OPDRACHT
Het artikel hieronder zegt over de herders dat er later nog anderen komen of aanwezig zijn. Noem alstublieft al die personen en groepen.

ARTIKEL
━━━━━━━━━━
En weder is daar het vooropschuiven van het actueele feit: „U werd heden geboren een Redder, die Messias-Heer is.” Hier is niet gezegd: dat de Redder 2) geboren is, die met volstrekte zekerheid reeds van vóór de schepping der wereld door God is gekozen en gekend; maar „een” redder is geboren; hij wordt getoond in de omlijsting van de vele redders, die de eeuwen gebaard hebben; en als de geborene zóó gewezen is op het plan der tijdelijke dingen, als hij gezien is onder de machten en menschen, die beneden zijn, dan eerst wordt van Hem gezegd, dat over Zijn tijdelijke verschijning de eeuwige raad ligt van God. Zoo wordt niet Christus getoond als Jezus, maar Jezus gepredikt als Christus. Van Christus hadden ze mogelijk iets gegrepen, maar van Jezus niets. Niet het eeuwige wordt actueel, maar het actueele wordt eeuwig gemaakt. En zoo gaat heel de boodschap verder. Het kind is geboren, daar en daar, zoo en zoo. Gij kunt het hieraan herkennen en daar- en daaraan kunt gij bewijzen . . . . ja, wat? Dat het Woord van God vleesch geworden is? Neen! Dat woorden van engelen niet liegen! „En dit zal u het teeken zijn: gij zult het kindeke vinden in doeken gewonden, en liggende in de kribbe.”

Ziet ge wel, dat niet de inwendig verscholen gedachte van de „religie der verlossing”, maar de uitwendig waarneembare verschijning van den persoon des Verlossers, de herders drijft naar den stal en straks gekluisterd houdt aan de kribbe?

En nu herhaal ik het: indien het waar was, dat niet de religie der verlossing, maar de vereering van den Verlosser de groote stuwkracht van het jonge christendom geweest is, dan zou het er om en bij die herders somber uitzien voor de zaak van het christendom. Want wat |5| blijft er straks over van den nacht van Bethlehem? Welke veroveringen maakt God, door de oogen der herders te weiden aan de armoedigheid van Zijn geboren Zoon? Is er iets meer gebeurd, dan dat de herders komen zien en leeren zwijgen voor God? Zeker, ze hebben gesproken tot de menschen; ze hebben God geprezen voor wie Zijn lof wilde hooren uit den mond van schapenhoeders-zonder-ambt. Maar ze hebben niet één hart kunnen veroveren. En dat maakt klein, maakt stom voor God. Zeker, de wijzen komen straks ook; en Anna is er eveneens; en niet minder Simeon. Maar die allen waren, zonder zien, zonder aanschouwing, al veel langer en veel intensiever bezig met het geding, dat tusschen God en Israël lag en zich bewoog om den Messias, dan de herders. En voor het overige moet het nu geboren kind màn zijn geworden, en woorden hebben gesproken, zóóveel, dat de wereld de geschreven boeken niet zou kunnen bevatten (Joh. 21 : 25), en moet Jeruzalem om hem beroerd geweest zijn, niet bij zijn geboorte, doch bij zijn dood, en moet de Pinkstergeest geblazen hebben in den tempel van Israëls volk, voordat er harten zijn gebracht binnen den kring van het „jonge christendom”; harten, die zóó sterk en zóó vol zijn van geloof, dat zij de tong kunnen vaardig maken van de kruisvaarders der nieuwe religie.
━━━━━━━━━━
AANGELEVERDE GEGEVENS
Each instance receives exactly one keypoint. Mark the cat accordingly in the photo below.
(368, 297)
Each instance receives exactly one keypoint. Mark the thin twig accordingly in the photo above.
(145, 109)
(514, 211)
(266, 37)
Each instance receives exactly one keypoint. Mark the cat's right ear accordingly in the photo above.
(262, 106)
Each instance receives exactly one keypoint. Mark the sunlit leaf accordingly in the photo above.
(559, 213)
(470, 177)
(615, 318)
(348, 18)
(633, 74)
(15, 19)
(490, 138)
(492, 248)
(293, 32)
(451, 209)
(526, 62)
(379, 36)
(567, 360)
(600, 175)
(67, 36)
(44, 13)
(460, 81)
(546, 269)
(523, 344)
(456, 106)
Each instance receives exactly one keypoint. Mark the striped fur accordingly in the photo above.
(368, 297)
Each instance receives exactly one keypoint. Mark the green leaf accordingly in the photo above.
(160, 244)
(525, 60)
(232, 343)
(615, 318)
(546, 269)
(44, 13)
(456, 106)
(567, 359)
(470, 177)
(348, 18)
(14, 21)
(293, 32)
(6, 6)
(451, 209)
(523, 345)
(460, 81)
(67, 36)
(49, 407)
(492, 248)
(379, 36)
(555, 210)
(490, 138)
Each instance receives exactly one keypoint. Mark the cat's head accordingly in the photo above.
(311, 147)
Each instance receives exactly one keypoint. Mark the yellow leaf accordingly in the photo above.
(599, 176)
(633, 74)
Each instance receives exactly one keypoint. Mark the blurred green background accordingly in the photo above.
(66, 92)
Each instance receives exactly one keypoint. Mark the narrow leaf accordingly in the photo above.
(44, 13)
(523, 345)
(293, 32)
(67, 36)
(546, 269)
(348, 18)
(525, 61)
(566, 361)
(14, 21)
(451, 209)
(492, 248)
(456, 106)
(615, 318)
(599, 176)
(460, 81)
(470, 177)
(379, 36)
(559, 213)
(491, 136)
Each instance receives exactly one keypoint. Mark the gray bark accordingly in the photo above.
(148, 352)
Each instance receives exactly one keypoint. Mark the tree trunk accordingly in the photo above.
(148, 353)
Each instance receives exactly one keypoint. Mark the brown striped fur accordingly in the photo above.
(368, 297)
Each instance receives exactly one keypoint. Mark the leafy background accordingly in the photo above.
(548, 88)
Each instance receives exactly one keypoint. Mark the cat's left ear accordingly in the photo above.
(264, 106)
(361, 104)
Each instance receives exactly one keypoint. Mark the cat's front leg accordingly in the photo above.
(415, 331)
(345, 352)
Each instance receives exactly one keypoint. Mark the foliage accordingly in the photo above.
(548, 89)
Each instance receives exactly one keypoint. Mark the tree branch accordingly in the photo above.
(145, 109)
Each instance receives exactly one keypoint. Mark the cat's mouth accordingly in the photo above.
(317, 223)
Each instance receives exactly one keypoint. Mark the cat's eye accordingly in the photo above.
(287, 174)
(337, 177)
━━━━━━━━━━
JUIST ANTWOORD
De wijzen, Anna en Simeon.